EXCERPT TO READ:
While searching for Gucci shoes on ezbuy, we were prompted by its search bar’s auto-fill to search for ‘g g shoe’ — referencing the iconic Gucci logo. On its first page, we found a dupe next to a counterfeit pair of Crocs called “Cross”, which is doing better sales-wise with 135 pairs sold.
Fighting counterfeits is a “constant battle” for e-commerce platforms
In Singapore, it is only illegal to purchase counterfeit goods with the intention to sell, trade or manufacture said goods. However, people who purchase counterfeit goods may get their items confiscated by authorities at the point of importation, according to Singapore legal advice.
Carousell’s Regional Fashion and Luxury Category Manager Marita Galvez shared that while such scammers are constantly evolving to avoid detection, the platform is “constantly innovating to stay one step ahead”.
While the platform has seen demand for luxury goods stagnant due to the Covid-19 pandemic, collectors are buying more as people are reselling at a lower rate.
“While we’ve seen fewer people in total transacting, those who have been buying, have bought more, accounting for the increase in overall transactions,” she said in response to queries from Vulcan Post.
To safeguard its users who wish to buy such high-ticket items, it launched its Carousell Rights Owners Programme in 2019, allowing trusted brand partners to directly remove listings of brand replicas.
Aside from a team of moderators who manually comb the site, user reports, Artificial Intelligence (AI) and digital footprints helps Carousell moderate its platform.
“Just last year, Carousell piloted an InstantBuy programme in Singapore, offering guaranteed authenticity or money-back for secondhand luxury goods to offer users a trust and like-new experience,” added Marita.
Meanwhile, a spokesperson for Shopee said: “We expressly prohibit the sale of infringing goods on our platform… and continually improve the efficiency and effectiveness of our brand protection initiatives to provide a safe and positive experience for our community of buyers and sellers.”
Aside from user reports, the platform awards identified and verified sellers with its Shopee “Preferred” badge and has its Shopee Mall dedicated to selling products directly from authorised distributors and brands.
Similarly, Lazada’s spokesperson affirmed that the platform is committed to respecting intellectual property rights and being legally compliant.

DATA PROVIDED:

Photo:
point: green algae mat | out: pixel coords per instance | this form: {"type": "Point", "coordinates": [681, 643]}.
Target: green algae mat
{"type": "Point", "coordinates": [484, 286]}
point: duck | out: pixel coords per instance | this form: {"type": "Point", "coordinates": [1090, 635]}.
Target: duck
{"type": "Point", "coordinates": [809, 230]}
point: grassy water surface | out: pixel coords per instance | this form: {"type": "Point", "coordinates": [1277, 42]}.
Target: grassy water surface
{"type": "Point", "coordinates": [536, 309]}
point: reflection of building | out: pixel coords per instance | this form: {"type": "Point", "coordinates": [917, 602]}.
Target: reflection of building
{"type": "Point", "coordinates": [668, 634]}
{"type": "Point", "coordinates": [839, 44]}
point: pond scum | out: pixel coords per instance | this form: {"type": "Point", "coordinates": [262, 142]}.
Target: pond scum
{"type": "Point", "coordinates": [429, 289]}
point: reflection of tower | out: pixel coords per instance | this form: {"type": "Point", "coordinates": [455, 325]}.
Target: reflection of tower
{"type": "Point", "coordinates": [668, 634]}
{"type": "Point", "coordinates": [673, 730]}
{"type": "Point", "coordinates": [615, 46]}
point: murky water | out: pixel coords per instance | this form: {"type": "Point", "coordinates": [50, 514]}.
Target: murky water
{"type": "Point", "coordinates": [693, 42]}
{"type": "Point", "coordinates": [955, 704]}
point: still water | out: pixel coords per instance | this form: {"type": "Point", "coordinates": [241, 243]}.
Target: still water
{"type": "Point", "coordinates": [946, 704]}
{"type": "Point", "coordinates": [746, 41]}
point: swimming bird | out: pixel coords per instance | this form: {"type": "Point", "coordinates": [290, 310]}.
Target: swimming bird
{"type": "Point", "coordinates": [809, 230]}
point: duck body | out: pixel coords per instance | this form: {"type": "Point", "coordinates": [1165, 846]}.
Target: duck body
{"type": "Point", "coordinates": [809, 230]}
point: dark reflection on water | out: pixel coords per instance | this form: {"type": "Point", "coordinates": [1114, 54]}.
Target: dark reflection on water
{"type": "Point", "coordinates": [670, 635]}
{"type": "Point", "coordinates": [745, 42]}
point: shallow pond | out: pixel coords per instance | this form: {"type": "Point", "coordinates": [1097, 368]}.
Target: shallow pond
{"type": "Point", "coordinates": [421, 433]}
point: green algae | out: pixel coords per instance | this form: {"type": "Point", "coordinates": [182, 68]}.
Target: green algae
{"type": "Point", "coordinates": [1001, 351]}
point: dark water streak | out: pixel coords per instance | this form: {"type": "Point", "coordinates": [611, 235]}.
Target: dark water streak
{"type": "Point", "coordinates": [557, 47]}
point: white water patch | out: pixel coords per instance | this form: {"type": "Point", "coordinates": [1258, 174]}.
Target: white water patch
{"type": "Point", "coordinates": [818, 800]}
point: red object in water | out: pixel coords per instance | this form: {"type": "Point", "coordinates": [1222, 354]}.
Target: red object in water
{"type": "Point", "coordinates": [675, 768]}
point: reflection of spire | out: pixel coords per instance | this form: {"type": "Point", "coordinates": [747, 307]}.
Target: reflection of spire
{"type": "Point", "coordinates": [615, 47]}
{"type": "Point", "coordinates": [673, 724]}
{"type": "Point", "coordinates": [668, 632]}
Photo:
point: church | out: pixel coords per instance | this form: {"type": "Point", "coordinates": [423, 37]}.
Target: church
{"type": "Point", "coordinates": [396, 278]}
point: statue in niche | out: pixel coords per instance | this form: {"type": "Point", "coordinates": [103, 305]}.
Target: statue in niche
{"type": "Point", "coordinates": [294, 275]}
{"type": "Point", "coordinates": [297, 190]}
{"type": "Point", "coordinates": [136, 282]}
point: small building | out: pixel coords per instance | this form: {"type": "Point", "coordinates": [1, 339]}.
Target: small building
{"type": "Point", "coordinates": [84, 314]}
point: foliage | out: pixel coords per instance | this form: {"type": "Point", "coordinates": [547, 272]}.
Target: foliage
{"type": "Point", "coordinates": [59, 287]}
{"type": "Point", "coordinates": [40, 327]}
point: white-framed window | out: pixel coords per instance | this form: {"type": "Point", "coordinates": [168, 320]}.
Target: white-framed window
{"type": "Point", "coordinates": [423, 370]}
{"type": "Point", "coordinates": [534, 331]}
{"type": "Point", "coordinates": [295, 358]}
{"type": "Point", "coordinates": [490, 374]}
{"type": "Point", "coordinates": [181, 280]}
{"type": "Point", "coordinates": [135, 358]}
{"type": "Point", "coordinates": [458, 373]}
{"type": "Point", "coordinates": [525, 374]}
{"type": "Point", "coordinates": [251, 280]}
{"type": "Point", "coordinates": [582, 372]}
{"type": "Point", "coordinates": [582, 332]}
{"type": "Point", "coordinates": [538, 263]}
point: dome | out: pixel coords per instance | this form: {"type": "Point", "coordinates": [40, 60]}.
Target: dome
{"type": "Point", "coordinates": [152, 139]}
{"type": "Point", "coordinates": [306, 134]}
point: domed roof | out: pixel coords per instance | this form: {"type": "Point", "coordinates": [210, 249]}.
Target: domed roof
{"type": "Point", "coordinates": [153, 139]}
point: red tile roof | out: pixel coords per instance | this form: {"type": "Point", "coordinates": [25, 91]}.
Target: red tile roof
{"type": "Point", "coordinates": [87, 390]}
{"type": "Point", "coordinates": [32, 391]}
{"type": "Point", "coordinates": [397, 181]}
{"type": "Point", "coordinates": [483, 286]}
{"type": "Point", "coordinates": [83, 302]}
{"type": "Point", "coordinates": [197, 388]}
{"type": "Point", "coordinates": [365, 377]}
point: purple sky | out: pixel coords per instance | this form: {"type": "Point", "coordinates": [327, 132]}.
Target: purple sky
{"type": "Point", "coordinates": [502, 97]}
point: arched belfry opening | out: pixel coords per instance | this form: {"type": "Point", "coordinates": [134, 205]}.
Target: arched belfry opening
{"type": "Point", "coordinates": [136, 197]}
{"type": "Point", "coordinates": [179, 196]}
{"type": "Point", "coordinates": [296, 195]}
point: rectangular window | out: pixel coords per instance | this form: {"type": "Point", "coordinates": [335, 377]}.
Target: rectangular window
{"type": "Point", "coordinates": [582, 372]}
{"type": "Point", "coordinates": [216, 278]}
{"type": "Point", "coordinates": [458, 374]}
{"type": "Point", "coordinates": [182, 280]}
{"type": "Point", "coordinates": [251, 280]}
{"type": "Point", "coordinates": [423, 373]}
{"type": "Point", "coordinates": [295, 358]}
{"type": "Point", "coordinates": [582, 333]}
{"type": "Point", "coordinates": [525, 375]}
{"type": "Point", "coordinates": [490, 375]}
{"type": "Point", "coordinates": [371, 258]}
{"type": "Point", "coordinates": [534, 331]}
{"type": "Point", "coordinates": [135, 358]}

PROBLEM TO SOLVE:
Summarize the excerpt on counterfeit goods and online marketplaces in three sentences. The rows are drawn from a source unrelated to the excerpt.

SOLVED EXERCISE:
A search for Gucci shoes on ezbuy turned up a dupe next to counterfeit Crocs called "Cross," which had sold 135 pairs. Carousell fights replicas with its Carousell Rights Owners Programme, moderators, user reports, AI and digital footprints, and it piloted an InstantBuy program in Singapore that guarantees authenticity or money back on secondhand luxury goods. Shopee prohibits infringing goods and relies on user reports, a "Preferred" badge for verified sellers and its Shopee Mall, while Lazada says it is committed to respecting intellectual property rights.